--- BEGIN Records to use ---

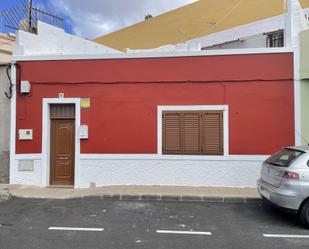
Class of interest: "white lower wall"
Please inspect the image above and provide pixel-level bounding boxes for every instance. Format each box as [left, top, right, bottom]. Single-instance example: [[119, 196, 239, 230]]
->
[[80, 160, 262, 188], [10, 159, 42, 186], [10, 154, 266, 188]]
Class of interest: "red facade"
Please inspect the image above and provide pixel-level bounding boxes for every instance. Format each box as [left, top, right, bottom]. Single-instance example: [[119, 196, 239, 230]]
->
[[16, 53, 294, 155]]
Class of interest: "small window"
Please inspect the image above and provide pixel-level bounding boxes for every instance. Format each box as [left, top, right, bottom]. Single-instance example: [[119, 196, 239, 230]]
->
[[267, 30, 284, 48], [163, 111, 223, 155]]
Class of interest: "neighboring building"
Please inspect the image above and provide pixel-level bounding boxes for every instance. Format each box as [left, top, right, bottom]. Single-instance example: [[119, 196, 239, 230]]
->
[[0, 33, 15, 183], [95, 0, 309, 51], [10, 0, 307, 188], [300, 30, 309, 144]]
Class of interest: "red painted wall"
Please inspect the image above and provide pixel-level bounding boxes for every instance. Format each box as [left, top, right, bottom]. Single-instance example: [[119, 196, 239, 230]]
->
[[16, 53, 294, 154]]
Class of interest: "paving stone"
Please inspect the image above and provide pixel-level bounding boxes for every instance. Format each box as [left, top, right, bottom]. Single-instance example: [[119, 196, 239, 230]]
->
[[181, 196, 203, 201]]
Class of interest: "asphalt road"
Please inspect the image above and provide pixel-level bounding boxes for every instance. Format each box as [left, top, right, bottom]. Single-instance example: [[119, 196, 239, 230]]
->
[[0, 198, 309, 249]]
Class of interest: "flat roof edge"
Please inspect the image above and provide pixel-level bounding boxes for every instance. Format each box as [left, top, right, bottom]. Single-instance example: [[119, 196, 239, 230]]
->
[[12, 48, 294, 62]]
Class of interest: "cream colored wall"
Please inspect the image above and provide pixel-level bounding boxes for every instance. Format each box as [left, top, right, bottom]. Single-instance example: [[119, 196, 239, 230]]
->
[[300, 30, 309, 79], [301, 30, 309, 144], [94, 0, 309, 51]]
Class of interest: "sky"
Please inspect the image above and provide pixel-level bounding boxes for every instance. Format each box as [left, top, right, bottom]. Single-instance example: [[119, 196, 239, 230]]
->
[[0, 0, 196, 39]]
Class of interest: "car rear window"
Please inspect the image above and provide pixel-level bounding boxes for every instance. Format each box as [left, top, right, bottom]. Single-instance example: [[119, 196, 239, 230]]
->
[[266, 148, 305, 167]]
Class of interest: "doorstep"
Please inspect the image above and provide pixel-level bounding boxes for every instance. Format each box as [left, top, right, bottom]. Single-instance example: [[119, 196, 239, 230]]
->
[[4, 186, 261, 203]]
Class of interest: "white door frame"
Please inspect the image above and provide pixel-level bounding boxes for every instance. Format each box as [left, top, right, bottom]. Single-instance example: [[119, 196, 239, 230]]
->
[[41, 98, 80, 188]]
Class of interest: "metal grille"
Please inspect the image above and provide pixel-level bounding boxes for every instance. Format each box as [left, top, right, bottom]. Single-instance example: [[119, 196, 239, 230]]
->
[[0, 0, 64, 33]]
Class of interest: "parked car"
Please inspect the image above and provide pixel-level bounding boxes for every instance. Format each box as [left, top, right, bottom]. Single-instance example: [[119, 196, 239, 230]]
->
[[257, 146, 309, 228]]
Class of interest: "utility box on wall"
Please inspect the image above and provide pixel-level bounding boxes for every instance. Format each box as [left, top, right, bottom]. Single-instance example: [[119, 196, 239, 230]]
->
[[20, 80, 31, 93], [18, 129, 33, 140]]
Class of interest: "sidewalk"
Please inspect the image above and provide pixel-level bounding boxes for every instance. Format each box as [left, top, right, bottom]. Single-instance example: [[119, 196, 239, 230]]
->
[[0, 185, 260, 202]]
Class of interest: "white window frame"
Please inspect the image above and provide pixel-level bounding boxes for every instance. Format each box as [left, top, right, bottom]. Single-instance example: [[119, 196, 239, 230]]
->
[[157, 105, 229, 157]]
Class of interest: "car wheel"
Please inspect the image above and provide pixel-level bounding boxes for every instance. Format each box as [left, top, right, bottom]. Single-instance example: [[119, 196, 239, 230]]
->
[[299, 200, 309, 228]]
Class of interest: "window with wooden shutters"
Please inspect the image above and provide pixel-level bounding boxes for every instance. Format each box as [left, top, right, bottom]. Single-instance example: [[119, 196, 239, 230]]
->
[[163, 111, 223, 155]]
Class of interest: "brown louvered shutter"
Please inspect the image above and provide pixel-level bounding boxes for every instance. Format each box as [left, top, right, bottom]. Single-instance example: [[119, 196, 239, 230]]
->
[[203, 111, 223, 155], [163, 112, 181, 154], [182, 112, 201, 154], [50, 104, 75, 119], [163, 111, 223, 155]]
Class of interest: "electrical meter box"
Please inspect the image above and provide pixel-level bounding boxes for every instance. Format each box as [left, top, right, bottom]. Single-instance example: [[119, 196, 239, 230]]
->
[[79, 125, 88, 139], [20, 80, 31, 93], [18, 129, 33, 140]]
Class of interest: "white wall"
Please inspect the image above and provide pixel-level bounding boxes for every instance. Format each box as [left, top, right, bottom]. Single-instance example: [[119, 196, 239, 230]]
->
[[11, 154, 266, 188], [203, 34, 267, 50], [80, 160, 262, 188], [0, 66, 10, 183]]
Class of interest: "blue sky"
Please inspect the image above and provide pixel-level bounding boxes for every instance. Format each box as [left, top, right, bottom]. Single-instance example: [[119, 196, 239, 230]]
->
[[0, 0, 196, 39]]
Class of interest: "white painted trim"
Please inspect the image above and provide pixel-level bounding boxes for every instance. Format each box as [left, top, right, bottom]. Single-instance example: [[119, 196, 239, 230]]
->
[[12, 48, 293, 62], [157, 105, 229, 157], [15, 153, 42, 160], [9, 63, 16, 183], [41, 98, 80, 188], [80, 154, 269, 162]]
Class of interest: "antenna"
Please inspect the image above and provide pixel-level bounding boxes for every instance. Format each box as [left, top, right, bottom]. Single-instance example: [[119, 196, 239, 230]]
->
[[0, 0, 64, 33]]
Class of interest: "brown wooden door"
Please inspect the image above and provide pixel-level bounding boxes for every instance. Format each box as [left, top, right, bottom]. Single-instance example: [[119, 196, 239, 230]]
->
[[50, 119, 75, 185]]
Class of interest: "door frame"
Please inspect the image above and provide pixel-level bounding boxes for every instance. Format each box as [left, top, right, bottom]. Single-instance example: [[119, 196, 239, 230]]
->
[[41, 98, 80, 188]]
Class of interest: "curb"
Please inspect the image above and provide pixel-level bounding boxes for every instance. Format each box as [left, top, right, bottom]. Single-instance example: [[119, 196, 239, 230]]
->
[[0, 192, 10, 202], [77, 194, 262, 204]]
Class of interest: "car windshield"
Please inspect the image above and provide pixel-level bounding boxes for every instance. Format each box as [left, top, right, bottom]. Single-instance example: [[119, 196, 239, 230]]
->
[[266, 148, 305, 167]]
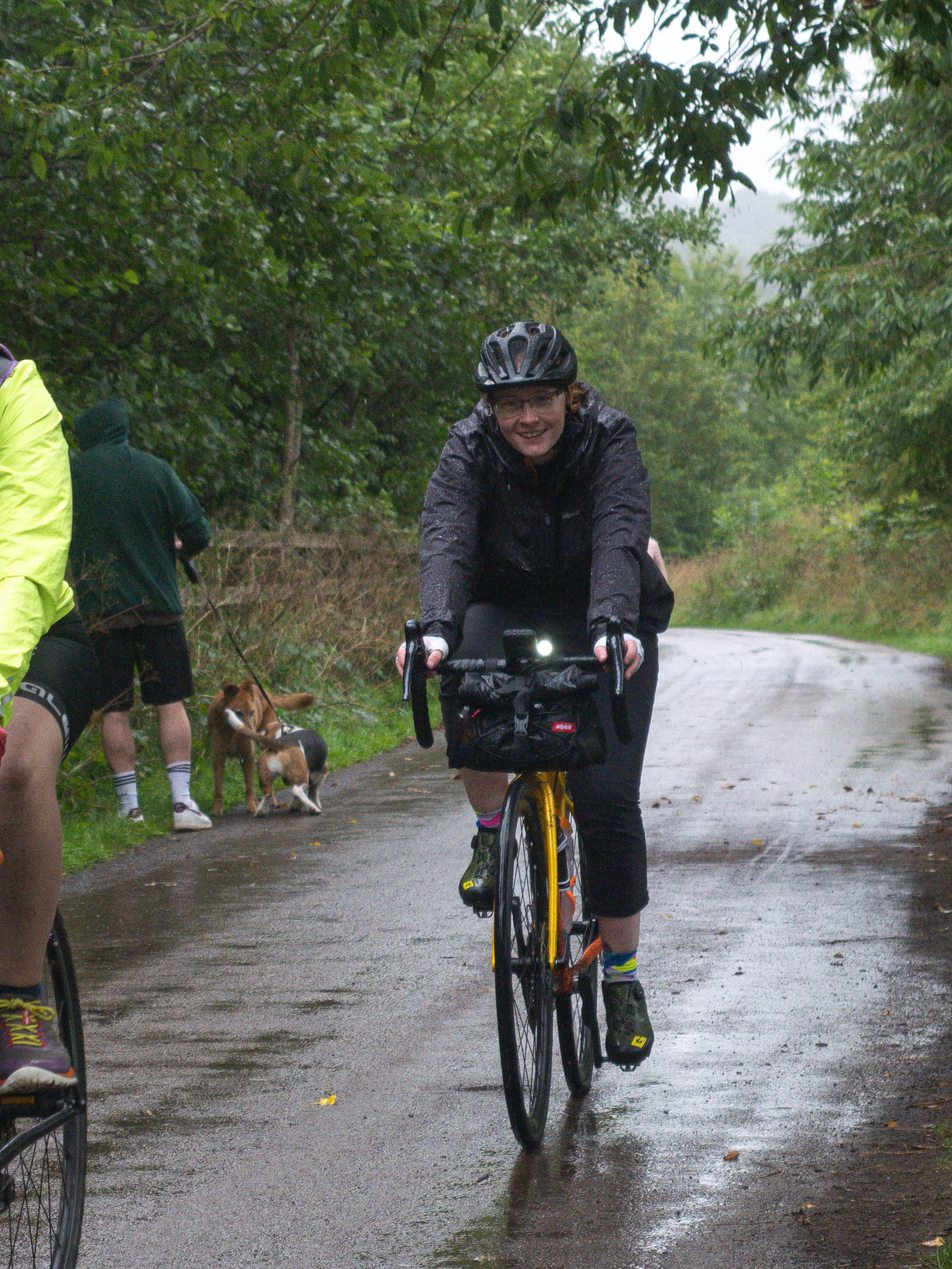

--- END Records to use ---

**Exercise prompt:** Tally how many lines of the listing above include the string "wooden", and reply with the number alone.

**Exercise solution:** 2